======== Data to process

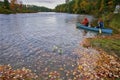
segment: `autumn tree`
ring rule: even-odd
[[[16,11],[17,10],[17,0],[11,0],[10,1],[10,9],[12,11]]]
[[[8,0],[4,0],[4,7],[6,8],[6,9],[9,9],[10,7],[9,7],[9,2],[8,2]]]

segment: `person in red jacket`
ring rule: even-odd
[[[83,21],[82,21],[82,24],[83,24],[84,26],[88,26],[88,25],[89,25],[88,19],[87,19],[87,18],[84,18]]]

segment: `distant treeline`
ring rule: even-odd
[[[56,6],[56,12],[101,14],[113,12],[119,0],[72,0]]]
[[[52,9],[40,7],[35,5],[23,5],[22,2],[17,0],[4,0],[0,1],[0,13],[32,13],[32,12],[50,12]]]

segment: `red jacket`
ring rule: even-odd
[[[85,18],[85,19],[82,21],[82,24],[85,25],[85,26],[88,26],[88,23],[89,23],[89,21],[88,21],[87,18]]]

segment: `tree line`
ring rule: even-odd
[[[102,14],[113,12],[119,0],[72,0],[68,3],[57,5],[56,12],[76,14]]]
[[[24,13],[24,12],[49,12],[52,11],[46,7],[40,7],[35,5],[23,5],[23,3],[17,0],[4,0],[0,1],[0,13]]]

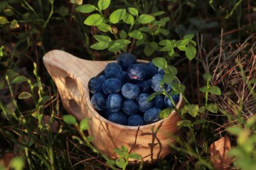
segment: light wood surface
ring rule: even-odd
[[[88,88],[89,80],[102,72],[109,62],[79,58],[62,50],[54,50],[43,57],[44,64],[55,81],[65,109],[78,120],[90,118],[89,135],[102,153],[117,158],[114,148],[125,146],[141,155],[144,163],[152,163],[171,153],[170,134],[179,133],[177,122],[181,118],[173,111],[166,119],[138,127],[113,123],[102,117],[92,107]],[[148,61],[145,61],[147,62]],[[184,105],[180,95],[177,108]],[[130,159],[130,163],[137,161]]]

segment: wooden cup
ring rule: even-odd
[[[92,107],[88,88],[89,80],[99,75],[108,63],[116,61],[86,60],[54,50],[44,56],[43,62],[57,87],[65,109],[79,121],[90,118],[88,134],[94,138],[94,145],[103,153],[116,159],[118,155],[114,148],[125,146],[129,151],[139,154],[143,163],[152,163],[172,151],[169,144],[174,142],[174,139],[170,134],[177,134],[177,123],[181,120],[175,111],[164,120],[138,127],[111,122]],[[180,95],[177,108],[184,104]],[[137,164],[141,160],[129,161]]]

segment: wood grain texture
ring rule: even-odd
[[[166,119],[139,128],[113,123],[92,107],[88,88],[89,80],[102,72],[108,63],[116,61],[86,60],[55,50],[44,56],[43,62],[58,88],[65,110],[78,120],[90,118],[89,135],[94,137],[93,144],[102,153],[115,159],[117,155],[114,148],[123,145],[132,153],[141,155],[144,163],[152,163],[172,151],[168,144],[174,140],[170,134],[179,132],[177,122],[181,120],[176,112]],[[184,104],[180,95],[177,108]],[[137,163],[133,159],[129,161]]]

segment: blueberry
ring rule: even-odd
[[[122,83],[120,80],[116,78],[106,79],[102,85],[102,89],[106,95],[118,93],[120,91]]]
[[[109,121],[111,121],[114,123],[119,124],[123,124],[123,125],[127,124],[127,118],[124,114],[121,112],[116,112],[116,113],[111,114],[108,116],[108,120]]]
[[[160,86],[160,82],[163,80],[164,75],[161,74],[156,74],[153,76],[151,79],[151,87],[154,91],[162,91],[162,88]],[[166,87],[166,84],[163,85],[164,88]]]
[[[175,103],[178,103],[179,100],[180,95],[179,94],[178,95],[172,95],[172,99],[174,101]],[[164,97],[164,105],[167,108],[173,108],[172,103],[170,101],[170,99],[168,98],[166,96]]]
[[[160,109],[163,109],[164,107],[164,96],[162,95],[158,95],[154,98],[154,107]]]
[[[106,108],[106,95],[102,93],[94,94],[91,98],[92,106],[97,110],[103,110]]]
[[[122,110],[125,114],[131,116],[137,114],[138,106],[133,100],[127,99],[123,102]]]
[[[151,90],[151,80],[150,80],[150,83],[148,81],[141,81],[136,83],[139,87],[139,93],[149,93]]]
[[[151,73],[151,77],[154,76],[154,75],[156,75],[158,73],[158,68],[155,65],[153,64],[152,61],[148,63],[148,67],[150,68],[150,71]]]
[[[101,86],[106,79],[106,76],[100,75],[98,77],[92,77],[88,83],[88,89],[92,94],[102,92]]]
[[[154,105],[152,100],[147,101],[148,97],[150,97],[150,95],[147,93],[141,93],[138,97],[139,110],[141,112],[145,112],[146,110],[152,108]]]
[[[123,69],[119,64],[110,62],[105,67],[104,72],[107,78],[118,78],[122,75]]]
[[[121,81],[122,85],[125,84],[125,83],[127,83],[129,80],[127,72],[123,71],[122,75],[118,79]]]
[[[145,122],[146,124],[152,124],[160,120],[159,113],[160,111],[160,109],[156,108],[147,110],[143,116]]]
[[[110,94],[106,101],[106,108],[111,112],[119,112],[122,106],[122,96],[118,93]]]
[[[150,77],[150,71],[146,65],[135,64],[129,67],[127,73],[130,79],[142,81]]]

================

Requirement => Please collect each line of the entries above that contains the word "segment" and copy those lines unchanged.

Solution =>
segment: `autumn tree`
segment: `person in red jacket`
segment: `distant treeline`
segment: `red jacket`
segment: `tree line`
segment: light wood surface
segment: wooden cup
segment: wood grain texture
segment: blueberry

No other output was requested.